| GIVEN EXERCISE |
Please copy the rows below, switching "Every instance" to "Each instance" wherever it appears and leaving everything else unchanged.
=== TASK INPUTS ===
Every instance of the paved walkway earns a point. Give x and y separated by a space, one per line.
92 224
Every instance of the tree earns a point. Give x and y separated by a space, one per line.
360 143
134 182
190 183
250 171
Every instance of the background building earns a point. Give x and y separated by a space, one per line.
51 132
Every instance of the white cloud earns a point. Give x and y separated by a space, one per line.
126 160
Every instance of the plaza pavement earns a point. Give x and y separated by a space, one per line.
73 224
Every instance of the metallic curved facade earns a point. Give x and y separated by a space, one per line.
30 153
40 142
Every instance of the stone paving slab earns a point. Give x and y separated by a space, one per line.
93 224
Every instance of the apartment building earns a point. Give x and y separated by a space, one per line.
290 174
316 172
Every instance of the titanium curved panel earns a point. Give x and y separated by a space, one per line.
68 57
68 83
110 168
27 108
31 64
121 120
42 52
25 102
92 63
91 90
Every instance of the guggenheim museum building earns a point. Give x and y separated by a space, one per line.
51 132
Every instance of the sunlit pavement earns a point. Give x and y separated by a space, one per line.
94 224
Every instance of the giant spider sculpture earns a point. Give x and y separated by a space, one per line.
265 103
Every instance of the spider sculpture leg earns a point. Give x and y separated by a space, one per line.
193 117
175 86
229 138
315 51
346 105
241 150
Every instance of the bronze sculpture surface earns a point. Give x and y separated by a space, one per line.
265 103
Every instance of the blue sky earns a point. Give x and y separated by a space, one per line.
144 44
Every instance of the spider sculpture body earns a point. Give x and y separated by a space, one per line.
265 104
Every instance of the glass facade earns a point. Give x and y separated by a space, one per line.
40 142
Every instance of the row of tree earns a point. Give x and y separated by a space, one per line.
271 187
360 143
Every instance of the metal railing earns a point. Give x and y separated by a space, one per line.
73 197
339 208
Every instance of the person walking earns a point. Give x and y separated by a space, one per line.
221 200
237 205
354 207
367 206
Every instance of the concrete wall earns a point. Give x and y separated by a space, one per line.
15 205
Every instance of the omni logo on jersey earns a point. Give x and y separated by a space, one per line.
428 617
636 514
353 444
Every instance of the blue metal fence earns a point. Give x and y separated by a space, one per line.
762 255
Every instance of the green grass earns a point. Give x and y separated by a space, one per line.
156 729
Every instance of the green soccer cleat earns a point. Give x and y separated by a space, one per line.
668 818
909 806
===
| FINISHED ANSWER |
Each instance of the paved walkway earns a point. Give x and y separated by a space, one per line.
92 224
Each instance of the tree earns a point. Give x and y separated by a space, one per line.
360 143
134 182
190 183
250 171
Each instance of the background building earns a point. Give x and y separated by a space, one per line.
51 132
Each instance of the white cloud earns a point. Give x and y separated by a space, one per line.
126 160
Each instance of the plaza pavement earns a point. Give x and y separated by a space, one per line.
73 224
Each instance of the metallic curved facade earns a point. Give x and y separated by a space, one per line.
30 153
40 142
Each instance of the stone paving slab earns a point. Give x and y separated by a space, one per line.
93 224
Each instance of the apartment building earns a point. Give x and y separated by a space, one per line.
290 174
316 172
Each instance of the titanium curved panel earns a point. Give x and y separated by a space, one per line.
68 57
68 83
110 168
27 108
31 64
121 120
42 52
25 102
92 63
91 90
Each instance of the guggenheim museum building earns a point. Give x and y separated by a space, one per line.
51 132
Each instance of the sunlit pavement earns a point. Give x and y separated by a space, one per line.
94 224
Each instance of the giant spider sculpture earns a point. Give x and y separated by a space, one per line.
265 103
Each instance of the spider sculpture leg earns a point. Give x and y separated by a space, one per line.
193 117
175 86
229 138
315 51
346 105
241 150
Each instance of the bronze sculpture surface earns a point. Give x and y separated by a space, one per line.
265 103
Each instance of the blue sky earns a point. Give x and y separated by a space, one per line.
144 44
Each instance of the spider sculpture body earns a point. Give x and y separated by a space, one per line.
265 104
Each instance of the glass facade earns a point. Give x and y separated by a space, one per line.
40 142
Each instance of the row of tree earns a point. Give x and y separated by a space, one per line.
271 187
360 143
Each instance of the metal railing earns a point. Give x and y separated by a space, one per line.
73 197
339 208
Each instance of the person walking earns a point. Give x and y separated by a space, one per line.
221 200
237 205
354 207
367 206
Each instance of the concrete wall earns a point. Give x and y separated by a space, one per line.
15 205
Each instance of the omni logo on jersey earns a point. Give x and y separated by a space, one per line.
428 617
636 514
353 444
Each instance of the blue metal fence earns a point. Give x and y separated by a space, one per line.
762 255
Each instance of the green grass earns a point. Give x and y separated by a space, one per line.
156 729
Each instance of the green soccer cleat earns a point. Give x and y separated by a space, one per line.
668 818
909 806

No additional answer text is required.